WHAT THIS TASK INVOLVES - Reproduce all of the data below without alteration; exclude every picture.

— Start of DATA FOR THIS EXERCISE —

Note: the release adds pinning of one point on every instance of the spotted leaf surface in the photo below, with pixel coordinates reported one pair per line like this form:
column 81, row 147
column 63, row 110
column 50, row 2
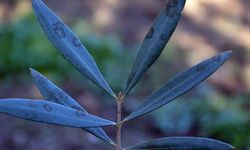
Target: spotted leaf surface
column 180, row 84
column 69, row 45
column 52, row 113
column 155, row 41
column 182, row 143
column 53, row 93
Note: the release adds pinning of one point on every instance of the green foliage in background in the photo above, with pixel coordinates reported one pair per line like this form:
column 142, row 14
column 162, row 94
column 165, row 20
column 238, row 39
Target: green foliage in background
column 24, row 45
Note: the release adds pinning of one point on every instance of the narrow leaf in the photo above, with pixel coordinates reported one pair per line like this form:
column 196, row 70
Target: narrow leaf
column 155, row 41
column 69, row 45
column 53, row 93
column 182, row 143
column 52, row 113
column 180, row 84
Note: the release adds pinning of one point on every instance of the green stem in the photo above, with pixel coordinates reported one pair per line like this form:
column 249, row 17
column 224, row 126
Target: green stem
column 120, row 100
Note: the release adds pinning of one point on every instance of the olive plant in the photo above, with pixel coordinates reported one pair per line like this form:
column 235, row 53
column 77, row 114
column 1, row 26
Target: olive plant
column 61, row 109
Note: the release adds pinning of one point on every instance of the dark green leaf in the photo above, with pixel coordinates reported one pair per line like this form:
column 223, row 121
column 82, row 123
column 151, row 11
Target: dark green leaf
column 69, row 45
column 182, row 143
column 52, row 93
column 155, row 41
column 52, row 113
column 180, row 84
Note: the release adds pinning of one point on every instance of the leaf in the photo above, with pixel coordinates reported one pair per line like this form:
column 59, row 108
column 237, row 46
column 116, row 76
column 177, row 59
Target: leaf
column 52, row 93
column 52, row 113
column 180, row 84
column 69, row 45
column 182, row 143
column 155, row 41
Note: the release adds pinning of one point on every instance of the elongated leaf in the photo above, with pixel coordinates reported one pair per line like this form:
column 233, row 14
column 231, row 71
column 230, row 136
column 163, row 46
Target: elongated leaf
column 52, row 113
column 180, row 84
column 52, row 93
column 69, row 45
column 155, row 41
column 182, row 143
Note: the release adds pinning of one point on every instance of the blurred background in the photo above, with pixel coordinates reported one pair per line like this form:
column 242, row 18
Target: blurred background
column 112, row 30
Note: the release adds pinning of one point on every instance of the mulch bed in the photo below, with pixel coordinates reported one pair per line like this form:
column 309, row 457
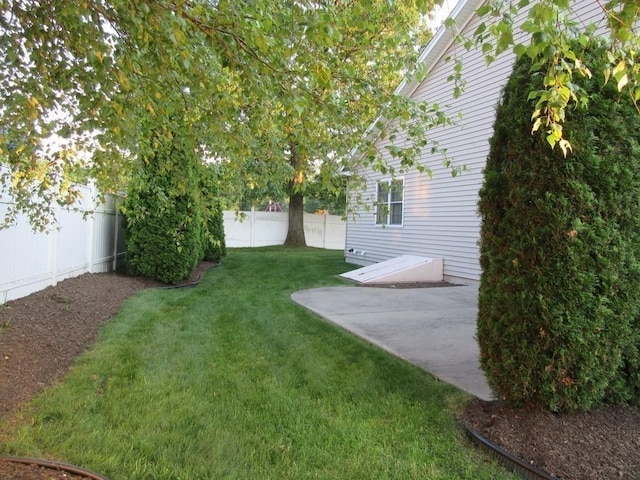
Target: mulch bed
column 42, row 334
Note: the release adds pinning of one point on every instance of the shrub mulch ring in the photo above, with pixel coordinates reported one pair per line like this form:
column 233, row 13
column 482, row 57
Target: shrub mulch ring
column 42, row 334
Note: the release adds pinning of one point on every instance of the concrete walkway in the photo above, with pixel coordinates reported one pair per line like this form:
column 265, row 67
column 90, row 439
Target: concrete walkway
column 433, row 328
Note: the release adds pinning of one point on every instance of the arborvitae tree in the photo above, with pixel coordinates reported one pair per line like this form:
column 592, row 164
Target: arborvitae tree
column 163, row 211
column 560, row 247
column 213, row 230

— End of DATA FOR THIS EXERCISE —

TASK RESULT -
Note: the release adds pinning of one point on every instance of the spotted leaf surface in the photo below, with pixel coordinates reported one pair per line like this form:
column 81, row 147
column 63, row 110
column 50, row 2
Target: spotted leaf surface
column 180, row 84
column 69, row 45
column 52, row 113
column 155, row 41
column 182, row 143
column 53, row 93
Note: the release adds pinning of one point on every instance of the green foliage in background in the photo above, with pixel coordinates reported one pair per line like this form:
column 142, row 14
column 162, row 94
column 165, row 20
column 238, row 39
Target: green foliage in background
column 24, row 45
Note: the release adds pinning of one point on every instance of the narrow leaf in the photo above, with pixel coordinates reported one pair per line like this form:
column 196, row 70
Target: narrow leaf
column 155, row 41
column 69, row 45
column 53, row 93
column 182, row 143
column 52, row 113
column 180, row 84
Note: the release adds pinning of one point on every instance of the green stem in the photo above, with pixel coordinates reported one pair per line like this form:
column 249, row 17
column 224, row 126
Target: green stem
column 120, row 100
Note: the release adds pinning of one point on every instance of the olive plant in the photo above, with pixel coordinates reported one pair per line like this form:
column 235, row 53
column 77, row 114
column 1, row 26
Target: olive plant
column 61, row 109
Note: the release adds pinning of one point on every instance of the dark green leaf in the photo above, with pixel coordinates reported one pair per line like this form:
column 223, row 121
column 82, row 123
column 151, row 11
Target: dark green leaf
column 69, row 45
column 182, row 143
column 52, row 93
column 155, row 41
column 52, row 113
column 180, row 84
Note: the release adds pinning of one point on every instance of the leaf in the photo above, with pixel coordinates reported one pair per line like this form:
column 59, row 108
column 237, row 46
column 116, row 76
column 177, row 59
Target: leaf
column 52, row 93
column 52, row 113
column 180, row 84
column 69, row 45
column 182, row 143
column 155, row 41
Note: the release adds pinning of one point on every instance of the elongated leaf in the photo above, with pixel coordinates reported one pair per line like this form:
column 233, row 14
column 231, row 71
column 230, row 136
column 163, row 46
Target: elongated leaf
column 52, row 113
column 180, row 84
column 52, row 93
column 69, row 45
column 155, row 41
column 182, row 143
Note: the release adds pinning of one point on every instance of the blurred background in the photo above, with pixel coordinates reported one pair per line like this form:
column 242, row 18
Target: blurred background
column 112, row 30
Note: the release adds pinning of one point on every instance of the mulch bed in the photo below, with pixel coordinates reported one pair per line like this form:
column 309, row 457
Target: mulch bed
column 42, row 334
Note: the release adds pinning of one point on every instance of the shrub mulch ring in the photo above, with pixel coordinates reported one pair per line like this form:
column 233, row 13
column 482, row 57
Target: shrub mulch ring
column 42, row 334
Note: the release adds pinning of one point on every instance of the concrete walkway in the photo above, with pixel coordinates reported one pair per line like this form:
column 265, row 67
column 90, row 439
Target: concrete walkway
column 433, row 328
Note: the release adds pinning of one point on every instance of the arborvitae tree in the photo above, with pixel coordinates reported one pair per line like this form:
column 592, row 164
Target: arborvitae tree
column 163, row 211
column 560, row 247
column 213, row 230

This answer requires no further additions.